• [What to work on] Repeat word for word the line with "Where can the elderly" and every line after it until the records below run out.

━━━━━━━━

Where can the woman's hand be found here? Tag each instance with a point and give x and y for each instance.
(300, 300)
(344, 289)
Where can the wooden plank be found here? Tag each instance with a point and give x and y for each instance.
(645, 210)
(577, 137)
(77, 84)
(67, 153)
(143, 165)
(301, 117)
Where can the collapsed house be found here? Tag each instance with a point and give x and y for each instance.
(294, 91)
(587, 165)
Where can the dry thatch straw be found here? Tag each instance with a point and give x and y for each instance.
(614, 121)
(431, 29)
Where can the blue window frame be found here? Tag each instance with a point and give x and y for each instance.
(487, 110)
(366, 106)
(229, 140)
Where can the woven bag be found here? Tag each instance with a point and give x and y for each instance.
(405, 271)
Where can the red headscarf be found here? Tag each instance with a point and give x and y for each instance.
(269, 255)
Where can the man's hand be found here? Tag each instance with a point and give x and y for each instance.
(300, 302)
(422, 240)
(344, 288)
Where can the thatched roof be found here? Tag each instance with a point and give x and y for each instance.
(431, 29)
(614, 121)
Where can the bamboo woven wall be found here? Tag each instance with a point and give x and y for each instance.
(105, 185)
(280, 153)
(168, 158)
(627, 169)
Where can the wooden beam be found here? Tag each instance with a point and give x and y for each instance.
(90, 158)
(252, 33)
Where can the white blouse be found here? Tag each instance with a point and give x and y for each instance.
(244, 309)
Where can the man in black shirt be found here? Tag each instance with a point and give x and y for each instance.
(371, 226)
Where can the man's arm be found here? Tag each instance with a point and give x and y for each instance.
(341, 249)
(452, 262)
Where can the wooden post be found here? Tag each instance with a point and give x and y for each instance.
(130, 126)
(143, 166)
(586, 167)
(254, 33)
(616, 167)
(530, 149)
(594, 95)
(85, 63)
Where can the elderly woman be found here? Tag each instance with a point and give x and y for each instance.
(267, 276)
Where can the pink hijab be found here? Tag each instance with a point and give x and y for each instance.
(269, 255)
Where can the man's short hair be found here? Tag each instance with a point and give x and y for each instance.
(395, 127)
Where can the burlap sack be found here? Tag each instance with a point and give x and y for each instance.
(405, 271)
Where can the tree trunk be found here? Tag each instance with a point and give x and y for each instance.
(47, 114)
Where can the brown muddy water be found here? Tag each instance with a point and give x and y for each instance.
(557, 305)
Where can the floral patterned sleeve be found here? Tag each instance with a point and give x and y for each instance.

━━━━━━━━

• [Correct result]
Where can the elderly woman be found here? Tag each instance with a point and give x and y for each instance.
(267, 276)
Where can the pink hijab be found here? Tag each instance with a point and give x and y for each instance.
(269, 255)
Where can the man's short hair be found here? Tag each instance with a point and give x and y for each instance.
(395, 127)
Where can the burlap sack be found here? Tag each instance with a point and give x and y for each instance.
(405, 271)
Where can the tree trunk be found here? Tag each instance with a point and give x and y for each instance.
(47, 114)
Where can the brown muddy water be found here? Tag each instance with a point and give x and y for each instance.
(557, 305)
Where can the floral patterned sleeve be found here? Tag each instance with a point and give x and y for each instance.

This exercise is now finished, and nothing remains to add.